#### [Text excerpt]
The evolution of our platform

Today, LBP consists of many business domain-driven services built with a loosely coupled architecture that uses configuration and a rules-based approach. This enables agility in new feature development as well as continuous integration and maintainability. But it wasn’t always this way.

In its earlier version, LBP was built on top of very few services that had all logic stored in a single codebase. The biggest of them was a huge monolith service called the Order Management System (OMS) and had logic for Pricing, Offers, Quoting, Ordering, Contracts, Renewals, Billing, Payments, Provisioning, and many more functional blocks in the purchase lifecycle as shown on Figure 1.

Figure 1: Order Management System (OMS)

Over time, with the addition of new features, flows, products, and services, this monolith grew into large deployable services that were hard to develop and maintain. Many of the functional blocks of the monolith were tightly coupled with each other, making it difficult to reason about the code and sustain a healthy pace of development.

The turning point: modeling field flows

Recognizing the challenges, we started building a brand new experience, “field” flows, to streamline a whole new segment of enterprise customers making purchases at LinkedIn. Field flows are scenarios in which sales representatives are involved in the purchase process and assist a customer with the initial purchase of LinkedIn products. Representatives are also involved throughout the entire contract lifecycle, such as handling cancellations, add-on purchases, contract amendments, and much more. The difference in experience can be commonly compared to an online flow where individual members make purchases online via a self-service experience.

This re-imagining of field flows was a multi-year journey. The initial vision was to re-use the same OMS monolith service to enhance existing logic and implement new features to support new flows. The plan also included building foundational pieces that would power future flows that would be based on the new “field” tech stack.

#### [Short exercise 1]
Find every line in the records below that contains the string "wheel", treating uppercase and lowercase as distinct, and copy each such line in full.

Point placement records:

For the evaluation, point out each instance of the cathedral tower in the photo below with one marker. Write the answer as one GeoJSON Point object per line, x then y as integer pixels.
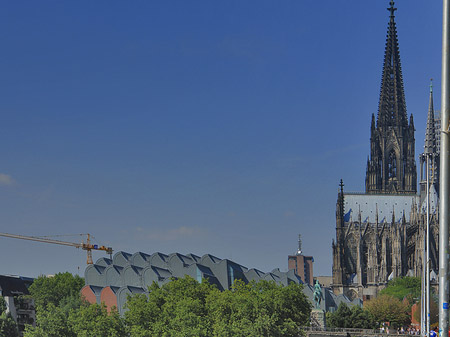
{"type": "Point", "coordinates": [391, 168]}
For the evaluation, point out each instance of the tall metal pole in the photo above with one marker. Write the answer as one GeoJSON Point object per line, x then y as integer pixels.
{"type": "Point", "coordinates": [444, 189]}
{"type": "Point", "coordinates": [427, 277]}
{"type": "Point", "coordinates": [423, 315]}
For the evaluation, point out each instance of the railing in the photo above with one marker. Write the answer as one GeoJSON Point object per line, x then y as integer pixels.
{"type": "Point", "coordinates": [351, 331]}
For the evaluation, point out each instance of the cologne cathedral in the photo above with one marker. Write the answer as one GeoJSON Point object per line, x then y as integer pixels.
{"type": "Point", "coordinates": [380, 233]}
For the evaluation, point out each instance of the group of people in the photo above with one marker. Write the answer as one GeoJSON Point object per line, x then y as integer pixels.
{"type": "Point", "coordinates": [402, 331]}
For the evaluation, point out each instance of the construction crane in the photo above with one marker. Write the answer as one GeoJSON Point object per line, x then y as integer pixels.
{"type": "Point", "coordinates": [88, 247]}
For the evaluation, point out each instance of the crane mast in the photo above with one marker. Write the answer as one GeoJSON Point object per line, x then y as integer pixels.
{"type": "Point", "coordinates": [88, 247]}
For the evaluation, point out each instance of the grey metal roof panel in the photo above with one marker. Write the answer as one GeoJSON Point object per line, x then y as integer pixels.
{"type": "Point", "coordinates": [193, 257]}
{"type": "Point", "coordinates": [386, 204]}
{"type": "Point", "coordinates": [103, 261]}
{"type": "Point", "coordinates": [208, 259]}
{"type": "Point", "coordinates": [132, 276]}
{"type": "Point", "coordinates": [12, 286]}
{"type": "Point", "coordinates": [140, 259]}
{"type": "Point", "coordinates": [95, 275]}
{"type": "Point", "coordinates": [159, 259]}
{"type": "Point", "coordinates": [121, 258]}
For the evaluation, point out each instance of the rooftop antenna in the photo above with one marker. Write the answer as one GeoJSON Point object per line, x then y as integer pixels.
{"type": "Point", "coordinates": [299, 251]}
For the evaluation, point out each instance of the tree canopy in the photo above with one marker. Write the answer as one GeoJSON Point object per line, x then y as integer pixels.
{"type": "Point", "coordinates": [8, 327]}
{"type": "Point", "coordinates": [185, 307]}
{"type": "Point", "coordinates": [182, 307]}
{"type": "Point", "coordinates": [403, 287]}
{"type": "Point", "coordinates": [386, 308]}
{"type": "Point", "coordinates": [355, 317]}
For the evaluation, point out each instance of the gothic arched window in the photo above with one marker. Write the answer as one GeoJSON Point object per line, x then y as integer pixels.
{"type": "Point", "coordinates": [392, 165]}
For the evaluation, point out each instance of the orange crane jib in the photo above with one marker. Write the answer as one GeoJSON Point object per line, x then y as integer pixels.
{"type": "Point", "coordinates": [85, 246]}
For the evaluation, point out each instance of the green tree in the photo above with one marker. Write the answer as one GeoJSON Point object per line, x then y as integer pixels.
{"type": "Point", "coordinates": [341, 318]}
{"type": "Point", "coordinates": [178, 308]}
{"type": "Point", "coordinates": [185, 307]}
{"type": "Point", "coordinates": [434, 311]}
{"type": "Point", "coordinates": [73, 318]}
{"type": "Point", "coordinates": [8, 327]}
{"type": "Point", "coordinates": [362, 319]}
{"type": "Point", "coordinates": [259, 309]}
{"type": "Point", "coordinates": [403, 287]}
{"type": "Point", "coordinates": [386, 308]}
{"type": "Point", "coordinates": [93, 320]}
{"type": "Point", "coordinates": [46, 290]}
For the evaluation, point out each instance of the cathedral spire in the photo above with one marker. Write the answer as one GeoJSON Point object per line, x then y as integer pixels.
{"type": "Point", "coordinates": [392, 168]}
{"type": "Point", "coordinates": [392, 106]}
{"type": "Point", "coordinates": [430, 135]}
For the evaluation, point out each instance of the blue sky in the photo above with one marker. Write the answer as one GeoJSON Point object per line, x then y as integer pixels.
{"type": "Point", "coordinates": [218, 127]}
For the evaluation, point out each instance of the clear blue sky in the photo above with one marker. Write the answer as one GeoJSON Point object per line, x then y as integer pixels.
{"type": "Point", "coordinates": [218, 127]}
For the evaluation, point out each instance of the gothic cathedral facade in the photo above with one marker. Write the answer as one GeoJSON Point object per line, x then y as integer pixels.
{"type": "Point", "coordinates": [380, 233]}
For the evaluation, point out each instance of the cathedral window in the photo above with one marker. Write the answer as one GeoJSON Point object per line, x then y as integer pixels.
{"type": "Point", "coordinates": [392, 165]}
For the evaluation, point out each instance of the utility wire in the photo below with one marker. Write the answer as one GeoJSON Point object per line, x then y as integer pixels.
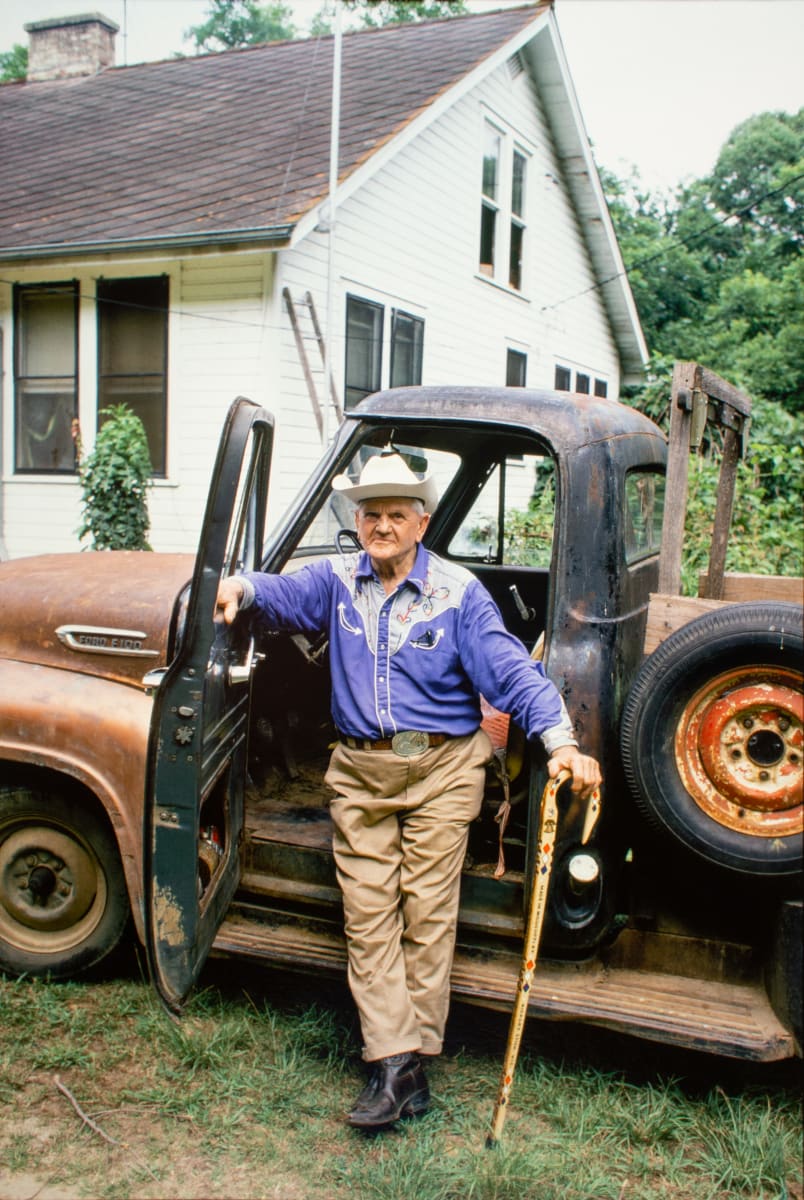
{"type": "Point", "coordinates": [673, 241]}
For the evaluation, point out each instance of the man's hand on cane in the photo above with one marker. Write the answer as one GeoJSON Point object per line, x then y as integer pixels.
{"type": "Point", "coordinates": [586, 771]}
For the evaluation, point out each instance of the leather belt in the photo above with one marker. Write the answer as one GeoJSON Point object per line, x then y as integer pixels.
{"type": "Point", "coordinates": [407, 744]}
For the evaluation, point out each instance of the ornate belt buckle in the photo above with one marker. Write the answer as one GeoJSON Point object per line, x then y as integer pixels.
{"type": "Point", "coordinates": [409, 743]}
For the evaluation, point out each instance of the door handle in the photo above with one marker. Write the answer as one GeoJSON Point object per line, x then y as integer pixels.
{"type": "Point", "coordinates": [240, 672]}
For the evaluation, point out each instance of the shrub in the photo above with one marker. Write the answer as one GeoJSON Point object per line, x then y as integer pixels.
{"type": "Point", "coordinates": [114, 480]}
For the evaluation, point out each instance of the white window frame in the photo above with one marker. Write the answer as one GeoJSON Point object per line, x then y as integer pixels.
{"type": "Point", "coordinates": [495, 265]}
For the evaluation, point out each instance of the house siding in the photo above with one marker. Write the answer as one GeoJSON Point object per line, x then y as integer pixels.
{"type": "Point", "coordinates": [407, 238]}
{"type": "Point", "coordinates": [221, 335]}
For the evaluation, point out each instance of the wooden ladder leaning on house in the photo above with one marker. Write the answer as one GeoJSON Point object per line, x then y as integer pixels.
{"type": "Point", "coordinates": [297, 312]}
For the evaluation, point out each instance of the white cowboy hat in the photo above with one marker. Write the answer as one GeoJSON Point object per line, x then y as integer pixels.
{"type": "Point", "coordinates": [384, 475]}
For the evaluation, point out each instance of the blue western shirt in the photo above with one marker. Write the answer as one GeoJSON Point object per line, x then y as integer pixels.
{"type": "Point", "coordinates": [417, 659]}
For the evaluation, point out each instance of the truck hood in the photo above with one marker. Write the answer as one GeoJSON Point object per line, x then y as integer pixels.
{"type": "Point", "coordinates": [103, 613]}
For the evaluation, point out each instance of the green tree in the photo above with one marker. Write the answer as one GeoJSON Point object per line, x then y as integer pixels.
{"type": "Point", "coordinates": [373, 13]}
{"type": "Point", "coordinates": [401, 12]}
{"type": "Point", "coordinates": [717, 269]}
{"type": "Point", "coordinates": [232, 23]}
{"type": "Point", "coordinates": [718, 277]}
{"type": "Point", "coordinates": [13, 64]}
{"type": "Point", "coordinates": [114, 481]}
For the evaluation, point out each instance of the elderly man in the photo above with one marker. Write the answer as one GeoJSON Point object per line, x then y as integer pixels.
{"type": "Point", "coordinates": [414, 640]}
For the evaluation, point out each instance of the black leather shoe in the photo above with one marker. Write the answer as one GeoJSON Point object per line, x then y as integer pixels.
{"type": "Point", "coordinates": [396, 1087]}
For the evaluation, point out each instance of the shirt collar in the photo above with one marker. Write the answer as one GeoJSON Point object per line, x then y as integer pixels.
{"type": "Point", "coordinates": [415, 579]}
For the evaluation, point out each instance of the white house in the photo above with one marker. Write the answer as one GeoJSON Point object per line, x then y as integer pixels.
{"type": "Point", "coordinates": [163, 226]}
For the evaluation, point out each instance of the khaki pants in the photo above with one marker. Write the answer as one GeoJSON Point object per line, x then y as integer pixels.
{"type": "Point", "coordinates": [400, 835]}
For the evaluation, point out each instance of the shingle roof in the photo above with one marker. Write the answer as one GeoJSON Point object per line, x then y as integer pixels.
{"type": "Point", "coordinates": [223, 143]}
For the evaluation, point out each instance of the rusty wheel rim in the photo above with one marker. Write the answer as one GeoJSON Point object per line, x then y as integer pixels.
{"type": "Point", "coordinates": [739, 749]}
{"type": "Point", "coordinates": [53, 892]}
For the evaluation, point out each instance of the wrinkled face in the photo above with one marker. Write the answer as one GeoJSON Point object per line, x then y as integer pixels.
{"type": "Point", "coordinates": [389, 529]}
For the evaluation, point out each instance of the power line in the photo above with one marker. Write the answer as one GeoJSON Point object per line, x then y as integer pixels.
{"type": "Point", "coordinates": [675, 241]}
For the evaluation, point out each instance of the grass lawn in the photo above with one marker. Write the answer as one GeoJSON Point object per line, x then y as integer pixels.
{"type": "Point", "coordinates": [103, 1095]}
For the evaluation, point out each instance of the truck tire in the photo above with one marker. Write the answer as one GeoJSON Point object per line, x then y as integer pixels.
{"type": "Point", "coordinates": [712, 738]}
{"type": "Point", "coordinates": [63, 897]}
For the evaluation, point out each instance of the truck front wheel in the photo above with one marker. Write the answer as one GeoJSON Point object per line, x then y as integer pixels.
{"type": "Point", "coordinates": [712, 738]}
{"type": "Point", "coordinates": [63, 897]}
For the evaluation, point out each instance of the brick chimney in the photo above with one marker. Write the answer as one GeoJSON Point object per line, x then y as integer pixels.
{"type": "Point", "coordinates": [65, 47]}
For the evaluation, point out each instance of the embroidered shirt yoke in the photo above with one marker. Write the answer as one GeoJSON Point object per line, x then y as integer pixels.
{"type": "Point", "coordinates": [415, 659]}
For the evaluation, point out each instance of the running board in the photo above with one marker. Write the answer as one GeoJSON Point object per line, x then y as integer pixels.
{"type": "Point", "coordinates": [735, 1020]}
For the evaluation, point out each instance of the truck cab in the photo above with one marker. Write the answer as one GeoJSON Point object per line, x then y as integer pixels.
{"type": "Point", "coordinates": [160, 766]}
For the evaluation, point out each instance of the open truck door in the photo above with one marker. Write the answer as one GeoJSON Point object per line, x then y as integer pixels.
{"type": "Point", "coordinates": [199, 727]}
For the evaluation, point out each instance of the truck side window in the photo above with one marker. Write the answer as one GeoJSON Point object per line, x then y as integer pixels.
{"type": "Point", "coordinates": [511, 520]}
{"type": "Point", "coordinates": [645, 507]}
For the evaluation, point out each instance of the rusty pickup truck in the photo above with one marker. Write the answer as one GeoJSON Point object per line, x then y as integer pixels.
{"type": "Point", "coordinates": [161, 775]}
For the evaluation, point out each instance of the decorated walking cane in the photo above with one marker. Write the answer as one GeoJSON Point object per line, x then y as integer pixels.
{"type": "Point", "coordinates": [547, 825]}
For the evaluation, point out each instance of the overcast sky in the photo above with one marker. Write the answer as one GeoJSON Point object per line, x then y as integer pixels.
{"type": "Point", "coordinates": [661, 83]}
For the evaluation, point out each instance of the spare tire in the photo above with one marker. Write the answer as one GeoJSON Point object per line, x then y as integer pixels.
{"type": "Point", "coordinates": [712, 738]}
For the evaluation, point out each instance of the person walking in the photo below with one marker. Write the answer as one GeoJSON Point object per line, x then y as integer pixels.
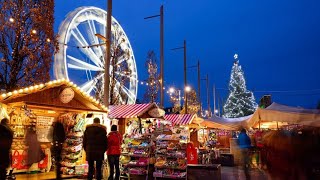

#### [Short exercise 2]
In the text on the evolution of the platform, what was the largest monolith service in the earlier version of LBP called?

#### [Worked answer 1]
For the evaluation, point out each instance of the rusty wheel rim in the photo above with one marker. Write the answer as one GeoJSON Point object per line, x then y as integer pixels.
For the evaluation, point out each instance of the truck front wheel in the photo above with one marker. Write the answer as one GeoJSON Point object per line, x then y as integer pixels.

#### [Worked answer 2]
It was called the Order Management System (OMS).